--- BEGIN Text segment ---

Kristin Addis from Be My Travel Muse writes our regular column on solo female travel. It’s an important topic I can’t adequately cover, so I brought in an expert to share her advice for other women travelers to help cover the topics important and specific to them! In this post, she dives into hiking solo!

I’ll always remember the way that the sun came up over Kawah Ijen volcano on Java, in Indonesia, illuminating the green lake in front of me. Smoke rose into the air from the volcano vents, while just Alex, another solo traveler I met halfway up the trail, and I watched as it came up. In the highlight reel of my life, that sunrise will make the cut.

This was at the end of ten months of solo traveling, and now that I think about it, this must have been my first-ever solo hike, which began in the dark, under the stars.

Since then I’ve done numerous trails solo, sometimes in the dark, and some at over 18,000 feet in altitude. I’ve hiked thousands of miles now, much of it as a solo traveler.

I’m often asked: can solo female travelers still enjoy hiking and backpacking? Let’s dive in to the factors that determine the answer.

Can hiking alone ever be considered safe?

Kristin Addis hiking in the Montana mountains
For fans of the book Wild by Cheryl Strayed, the idea of striking out alone might sound intriguing but also totally crazy. She had no experience, had overpacked, and was tackling one of the longest through hikes in the world on her own.

Was she insane to do this? Can hiking alone ever really be safe?

Like solo traveling, some people will argue that hiking alone is never safe, no matter what. As someone who does it all the time, I have a different take on it. I find it empowering, incredibly peaceful, and one of the best ways to get closer to myself. I get to push out all the noise and clutter and just be one with nature. That said, you have to take precautions to make yourself safer.

--- END Text segment ---
--- BEGIN Supplied entries ---

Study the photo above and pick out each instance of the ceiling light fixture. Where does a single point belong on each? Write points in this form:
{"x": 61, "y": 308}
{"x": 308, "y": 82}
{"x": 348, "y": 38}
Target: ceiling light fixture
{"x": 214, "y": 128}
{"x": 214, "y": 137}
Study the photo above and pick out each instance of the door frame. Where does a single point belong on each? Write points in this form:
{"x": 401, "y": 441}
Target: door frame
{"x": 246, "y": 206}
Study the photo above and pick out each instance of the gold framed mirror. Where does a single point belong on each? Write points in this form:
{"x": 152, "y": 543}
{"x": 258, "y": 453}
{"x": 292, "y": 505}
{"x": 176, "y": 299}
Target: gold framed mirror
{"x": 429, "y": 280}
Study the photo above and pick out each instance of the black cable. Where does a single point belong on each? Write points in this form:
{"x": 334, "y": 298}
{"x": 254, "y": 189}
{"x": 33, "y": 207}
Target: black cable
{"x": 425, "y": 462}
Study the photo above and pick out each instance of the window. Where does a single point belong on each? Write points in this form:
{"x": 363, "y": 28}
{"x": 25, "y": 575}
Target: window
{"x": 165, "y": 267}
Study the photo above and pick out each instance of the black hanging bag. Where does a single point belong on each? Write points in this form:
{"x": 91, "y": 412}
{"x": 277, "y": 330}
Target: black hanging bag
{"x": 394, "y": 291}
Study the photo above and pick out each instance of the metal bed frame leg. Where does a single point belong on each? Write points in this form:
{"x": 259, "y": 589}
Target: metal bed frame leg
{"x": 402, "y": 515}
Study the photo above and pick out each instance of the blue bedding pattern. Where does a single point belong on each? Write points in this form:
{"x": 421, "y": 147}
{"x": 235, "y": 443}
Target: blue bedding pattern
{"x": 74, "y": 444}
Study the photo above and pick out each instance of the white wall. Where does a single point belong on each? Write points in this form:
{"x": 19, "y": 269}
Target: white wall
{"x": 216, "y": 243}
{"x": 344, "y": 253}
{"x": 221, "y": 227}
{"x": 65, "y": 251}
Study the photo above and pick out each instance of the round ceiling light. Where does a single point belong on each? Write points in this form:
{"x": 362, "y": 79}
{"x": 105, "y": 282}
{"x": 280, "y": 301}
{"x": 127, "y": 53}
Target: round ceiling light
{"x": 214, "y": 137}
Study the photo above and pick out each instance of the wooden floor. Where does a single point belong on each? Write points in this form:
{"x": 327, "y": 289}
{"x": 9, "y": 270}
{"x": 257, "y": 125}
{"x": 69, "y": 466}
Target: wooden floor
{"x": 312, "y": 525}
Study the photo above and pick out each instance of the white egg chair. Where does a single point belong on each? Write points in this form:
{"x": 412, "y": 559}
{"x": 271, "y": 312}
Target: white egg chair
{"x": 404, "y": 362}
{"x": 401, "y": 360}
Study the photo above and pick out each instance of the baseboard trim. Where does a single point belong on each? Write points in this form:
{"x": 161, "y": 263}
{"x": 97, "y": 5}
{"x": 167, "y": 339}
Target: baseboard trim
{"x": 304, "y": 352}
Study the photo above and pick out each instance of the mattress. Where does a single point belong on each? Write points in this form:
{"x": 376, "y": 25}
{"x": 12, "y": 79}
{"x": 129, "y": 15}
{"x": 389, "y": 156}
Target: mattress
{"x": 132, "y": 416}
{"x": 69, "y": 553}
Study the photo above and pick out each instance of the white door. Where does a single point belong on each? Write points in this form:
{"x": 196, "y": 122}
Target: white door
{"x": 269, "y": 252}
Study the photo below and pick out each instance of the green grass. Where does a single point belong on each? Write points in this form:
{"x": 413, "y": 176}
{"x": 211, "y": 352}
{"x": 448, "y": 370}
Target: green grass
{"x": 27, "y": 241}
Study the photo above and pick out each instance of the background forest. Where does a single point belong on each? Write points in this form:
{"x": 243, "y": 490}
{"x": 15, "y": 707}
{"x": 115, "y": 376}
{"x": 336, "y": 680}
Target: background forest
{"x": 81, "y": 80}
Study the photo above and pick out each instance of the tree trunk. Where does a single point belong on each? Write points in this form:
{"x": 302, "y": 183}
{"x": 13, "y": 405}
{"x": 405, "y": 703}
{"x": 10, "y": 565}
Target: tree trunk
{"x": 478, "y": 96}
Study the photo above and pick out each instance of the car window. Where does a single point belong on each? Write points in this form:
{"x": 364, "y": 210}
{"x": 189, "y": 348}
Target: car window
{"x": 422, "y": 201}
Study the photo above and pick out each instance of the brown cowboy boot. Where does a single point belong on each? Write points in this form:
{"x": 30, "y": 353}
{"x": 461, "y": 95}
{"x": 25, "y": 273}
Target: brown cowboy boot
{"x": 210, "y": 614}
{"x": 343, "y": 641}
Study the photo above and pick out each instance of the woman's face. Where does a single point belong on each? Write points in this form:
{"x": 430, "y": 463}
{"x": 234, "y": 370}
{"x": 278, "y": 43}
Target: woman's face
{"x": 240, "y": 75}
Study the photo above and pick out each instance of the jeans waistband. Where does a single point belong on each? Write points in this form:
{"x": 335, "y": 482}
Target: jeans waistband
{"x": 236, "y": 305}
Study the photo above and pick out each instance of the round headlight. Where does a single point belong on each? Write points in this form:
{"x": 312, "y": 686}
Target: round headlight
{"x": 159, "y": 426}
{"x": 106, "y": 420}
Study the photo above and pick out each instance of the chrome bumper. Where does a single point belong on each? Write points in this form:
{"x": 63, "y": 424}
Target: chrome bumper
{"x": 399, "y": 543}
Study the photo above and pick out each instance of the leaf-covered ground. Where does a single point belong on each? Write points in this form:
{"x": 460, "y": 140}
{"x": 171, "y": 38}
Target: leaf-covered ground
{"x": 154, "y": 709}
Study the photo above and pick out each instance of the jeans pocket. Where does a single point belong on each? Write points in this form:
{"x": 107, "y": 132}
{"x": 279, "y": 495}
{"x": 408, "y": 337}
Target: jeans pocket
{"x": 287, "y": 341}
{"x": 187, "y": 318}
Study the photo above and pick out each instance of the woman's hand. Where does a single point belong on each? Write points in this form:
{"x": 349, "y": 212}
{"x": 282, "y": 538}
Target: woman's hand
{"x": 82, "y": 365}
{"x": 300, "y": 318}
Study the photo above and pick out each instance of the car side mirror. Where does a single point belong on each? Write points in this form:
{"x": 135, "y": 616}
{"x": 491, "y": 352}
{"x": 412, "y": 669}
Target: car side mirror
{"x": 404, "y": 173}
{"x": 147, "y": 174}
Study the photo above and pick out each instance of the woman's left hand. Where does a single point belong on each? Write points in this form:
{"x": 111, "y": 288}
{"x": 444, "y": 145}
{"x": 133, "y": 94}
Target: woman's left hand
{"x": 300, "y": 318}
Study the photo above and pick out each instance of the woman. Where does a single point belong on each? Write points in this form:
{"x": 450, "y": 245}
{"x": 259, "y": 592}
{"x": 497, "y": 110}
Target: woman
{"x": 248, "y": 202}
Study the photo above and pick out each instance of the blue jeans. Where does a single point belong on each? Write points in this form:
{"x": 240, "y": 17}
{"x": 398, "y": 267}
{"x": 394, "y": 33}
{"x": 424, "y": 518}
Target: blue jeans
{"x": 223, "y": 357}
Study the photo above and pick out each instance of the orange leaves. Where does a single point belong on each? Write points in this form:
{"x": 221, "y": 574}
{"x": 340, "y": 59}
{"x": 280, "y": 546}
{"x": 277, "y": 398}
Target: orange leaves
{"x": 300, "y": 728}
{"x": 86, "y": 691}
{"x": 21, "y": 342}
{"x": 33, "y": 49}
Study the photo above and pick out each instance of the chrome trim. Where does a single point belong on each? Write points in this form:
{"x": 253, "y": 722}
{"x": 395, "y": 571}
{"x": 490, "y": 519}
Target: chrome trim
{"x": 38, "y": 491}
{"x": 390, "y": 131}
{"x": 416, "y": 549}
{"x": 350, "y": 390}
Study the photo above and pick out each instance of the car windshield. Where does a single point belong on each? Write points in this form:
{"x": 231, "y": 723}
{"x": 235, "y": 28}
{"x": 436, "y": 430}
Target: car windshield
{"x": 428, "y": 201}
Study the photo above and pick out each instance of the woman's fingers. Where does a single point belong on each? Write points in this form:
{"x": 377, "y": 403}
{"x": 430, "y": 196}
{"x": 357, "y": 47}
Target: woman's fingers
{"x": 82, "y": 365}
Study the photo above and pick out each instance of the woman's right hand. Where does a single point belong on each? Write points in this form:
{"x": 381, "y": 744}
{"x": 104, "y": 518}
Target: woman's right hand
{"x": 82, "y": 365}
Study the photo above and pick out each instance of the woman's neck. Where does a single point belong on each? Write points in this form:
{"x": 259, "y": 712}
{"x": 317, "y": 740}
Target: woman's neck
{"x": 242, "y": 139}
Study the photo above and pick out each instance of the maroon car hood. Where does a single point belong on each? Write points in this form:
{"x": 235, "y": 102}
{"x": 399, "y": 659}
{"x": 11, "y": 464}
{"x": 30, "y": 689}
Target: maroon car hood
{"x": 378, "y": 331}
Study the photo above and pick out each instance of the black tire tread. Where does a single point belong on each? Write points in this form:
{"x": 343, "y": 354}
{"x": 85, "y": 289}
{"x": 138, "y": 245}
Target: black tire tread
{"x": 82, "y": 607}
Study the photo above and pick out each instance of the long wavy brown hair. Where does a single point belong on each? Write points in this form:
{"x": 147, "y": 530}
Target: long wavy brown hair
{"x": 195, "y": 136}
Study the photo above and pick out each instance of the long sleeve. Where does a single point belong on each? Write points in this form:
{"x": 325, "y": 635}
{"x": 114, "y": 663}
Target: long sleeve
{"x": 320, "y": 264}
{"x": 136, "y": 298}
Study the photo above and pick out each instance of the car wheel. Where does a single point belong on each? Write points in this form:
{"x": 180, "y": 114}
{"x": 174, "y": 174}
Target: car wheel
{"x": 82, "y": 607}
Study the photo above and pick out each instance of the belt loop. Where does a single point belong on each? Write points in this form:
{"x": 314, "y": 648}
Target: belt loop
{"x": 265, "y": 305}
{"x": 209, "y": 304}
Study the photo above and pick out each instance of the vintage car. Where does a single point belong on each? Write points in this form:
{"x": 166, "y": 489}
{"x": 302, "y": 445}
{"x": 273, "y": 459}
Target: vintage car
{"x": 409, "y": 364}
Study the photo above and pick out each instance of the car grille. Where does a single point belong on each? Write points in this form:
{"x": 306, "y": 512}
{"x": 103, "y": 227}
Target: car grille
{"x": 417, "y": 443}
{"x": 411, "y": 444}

--- END Supplied entries ---

What this exercise asks
**1)** Rewrite the rows starting at the line that contains "of the maroon" and ending at the last row, putting "Object" in place of every "Target" and leaving everything else the same.
**2)** Extend the text on solo hiking for women, picking up right after its last sentence.
The text and the rows have no connection to each other.

Expected responses
**1)**
Study the photo above and pick out each instance of the maroon car hood. Where does a single point belong on each? Write points in this form:
{"x": 235, "y": 102}
{"x": 399, "y": 659}
{"x": 11, "y": 464}
{"x": 30, "y": 689}
Object: maroon car hood
{"x": 378, "y": 331}
Study the photo above and pick out each instance of the black tire tread. Where does a single point belong on each? Write points in this form:
{"x": 343, "y": 354}
{"x": 85, "y": 289}
{"x": 138, "y": 245}
Object: black tire tread
{"x": 82, "y": 607}
Study the photo above and pick out each instance of the long wavy brown hair. Where does a single point belong on each? Write points in this form:
{"x": 147, "y": 530}
Object: long wavy brown hair
{"x": 195, "y": 136}
Study the photo above and pick out each instance of the long sleeve. Where does a single point belong on each? Write points in this form:
{"x": 325, "y": 635}
{"x": 114, "y": 663}
Object: long sleeve
{"x": 320, "y": 264}
{"x": 136, "y": 298}
Study the photo above and pick out each instance of the car wheel. Where does a single point belong on each? Write points in this form:
{"x": 180, "y": 114}
{"x": 174, "y": 174}
Object: car wheel
{"x": 82, "y": 607}
Study the photo above and pick out each instance of the belt loop. Where does a single point belong on each? Write points in this form:
{"x": 314, "y": 648}
Object: belt loop
{"x": 265, "y": 305}
{"x": 209, "y": 304}
Study the photo above and pick out each instance of the vintage car. Where does a single point belong on each? Write points in this form:
{"x": 166, "y": 489}
{"x": 302, "y": 445}
{"x": 273, "y": 459}
Object: vintage car
{"x": 409, "y": 364}
Study the photo above and pick out each instance of the car grille. Where does a single point belong on each? Write points in this form:
{"x": 306, "y": 512}
{"x": 103, "y": 227}
Object: car grille
{"x": 417, "y": 443}
{"x": 411, "y": 444}

**2)**
Let’s start with those important steps before we move on:

  • Carry a spot beacon or satellite phone. Both of these lightweight items allow you to call for help and to regularly message your family and friends with your location as well. Satellite phones don’t come cheap, but our lives are worth it, yes?
  • Understand what the animal situation is. Educating yourself about your surroundings is imperative. In Glacier National Park, for example, I needed to carry bear spray, and in Alaska, I carry bear cans, and I made sure I understood how to use it.
  • Stick to trails. Popular, well-marked trails in national parks are a much smarter choice than heading into the backcountry in Alaska solo, for example, where it’s too easy to get lost since there’s no trail, and where it’s unlikely that anyone else will be out. But on popular trails, you’ll never have to truly be alone.

Start small

a green forested hiking trail in Austria
The trail I referenced in the intro is only a couple of hours long, and I had a lifetime of experience hiking with my family prior to deciding to do it solo. Start small, and go for shorter hikes in the beginning.

You can gain knowledge and confidence quickly. Less than a year after that first solo hike, I went on the Annapurna Circuit and Sanctuary treks in Nepal, at a combined 14 days; a couple years later, I solo-backpacked the Santa Cruz Trek in Peru. Both are high-altitude hikes and required a lot of stamina. I worked up to these — and you can too. But first, start smaller, and go with other people while you learn the ropes.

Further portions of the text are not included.